_O que se pede_.
**a)** Estas afirmações concordam com o texto sobre cabelo e mulheres negras? (i) Segundo Nilma Gomes, a simbologia do cabelo é a mesma em todas as culturas; (ii) muitas das cabeleiras das cantoras eram sintéticas; (iii) hooks observa cantoras negras que fizeram sucesso no século passado. Responda sim ou não a cada uma, citando literalmente as palavras do texto que decidem.
**b)** Qual obra de bell hooks é mencionada no texto sobre cabelo e mulheres negras?
**c)** Quais são todas as pessoas mencionadas pelo nome no texto sobre cabelo e mulheres negras? Liste-as na ordem em que aparecem.

_Trecho do documento_.
_ _ _ _ _
Segundo a pedagoga e ex-ministra da Mulher, Família e Direitos Humanos, Nilma Gomes, o cabelo é um dos elementos mais visíveis e destacados do corpo. Em todo e qualquer grupo étnico ele é tratado e manipulado, todavia a sua simbologia difere de cultura para cultura. Esse caráter universal e particular do cabelo atesta a sua importância como símbolo identitário.

Isso salienta que o cabelo é um referencial importantíssimo para a auto definição de quem é negro na sociedade brasileira. Quando uma mulher negra assume seu cabelo crespo, ela perpetua sua identidade, nega a estética branca e assume sua cultura e ancestralidade a partir da natureza de seu próprio corpo.

Sexualização via cabelo

Tina Turner foi uma das estrelas colocadas pela indústria cultural no imaginário exótico da opulência do corpo negro.

Entre a resistência que a mulher negra enfrenta está a visão que a imagem midiática produz sobre ela. O seu retrato é de um objeto de sedução, um corpo a ser vigiado, desejado, possuído. É comum vermos representações, no cinema e na arte de forma geral, de mulheres negras sempre em situações que remetem a exploração da sua sexualidade.

Em “Olhares Negros: raça e representações”, bell hooks fala sobre como as artistas negras estão condicionadas a visão que as pessoas têm de seu corpo. Isso ocorre porque a cultura popular contemporânea absorveu o imaginário exótico da opulência do corpo negro que permeou o século XIX, coube a espectadora negra absorver esse pensamento passivamente ou combater a ele com veemência.

Ao observar as cantoras negras que fizeram sucesso no século passado, hooks nota o quanto a sexualização de seus corpos esteve presente na construção do seu processo artístico e como tal projeção envolveu, também, os seus cabelos. A iconografia sexual dada a partes específicas do corpo negro no século XIX, fixou-se no cabelo, sendo este um representante da sexualização animalesca conferida a artistas como Tina Turner, Diana Ross e (por que não?) Elza Soares.

Ironicamente muitas dessas cabeleiras eram sintéticas, construídas artificialmente da mesma forma que a imagem sexualizada que se quer evocar da mulher negra.

Todas essas colocações me fizeram pensar em Jada Pinkett Smith

Piada de mau gosto de Chris Rock sobre Jada Pinkett Smith representa o tipo de opressão e resistência enfrentado por mulheres negras sistematicamente.
_ _ _ _ _
[Itens do conjunto de dados]
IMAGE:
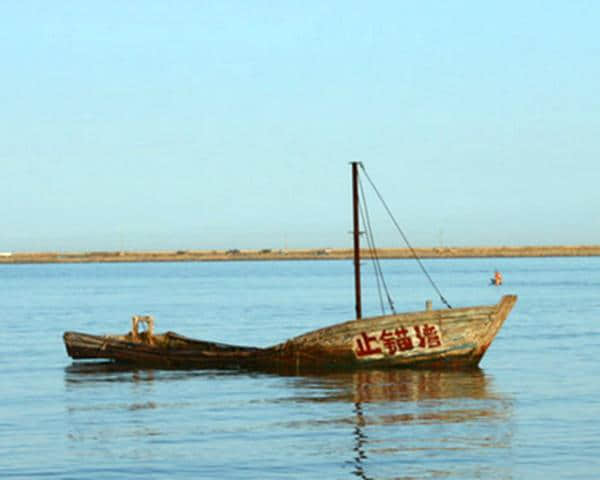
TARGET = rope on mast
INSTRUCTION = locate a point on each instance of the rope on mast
(379, 277)
(404, 237)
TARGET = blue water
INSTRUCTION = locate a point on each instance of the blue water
(531, 411)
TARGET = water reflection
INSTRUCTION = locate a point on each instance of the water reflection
(420, 420)
(379, 423)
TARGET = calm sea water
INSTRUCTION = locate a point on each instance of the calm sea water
(531, 411)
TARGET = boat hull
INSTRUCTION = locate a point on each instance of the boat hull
(446, 339)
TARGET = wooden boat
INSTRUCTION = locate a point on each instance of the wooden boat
(444, 338)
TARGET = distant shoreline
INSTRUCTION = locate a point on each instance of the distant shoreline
(296, 254)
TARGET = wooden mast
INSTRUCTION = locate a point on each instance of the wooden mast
(356, 235)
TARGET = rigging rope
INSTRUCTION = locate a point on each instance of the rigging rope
(405, 238)
(364, 211)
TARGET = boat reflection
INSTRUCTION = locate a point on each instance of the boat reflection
(431, 417)
(393, 423)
_ _ _ _ _
_Respostas por tarefa_.
**a)**
(i) Não: "todavia a sua simbologia difere de cultura para cultura".
(ii) Sim: "Ironicamente muitas dessas cabeleiras eram sintéticas".
(iii) Sim: "Ao observar as cantoras negras que fizeram sucesso no século passado, hooks nota".

**b)** "Olhares Negros: raça e representações".

**c)** Nilma Gomes, Tina Turner, bell hooks, Diana Ross, Elza Soares, Jada Pinkett Smith, Chris Rock.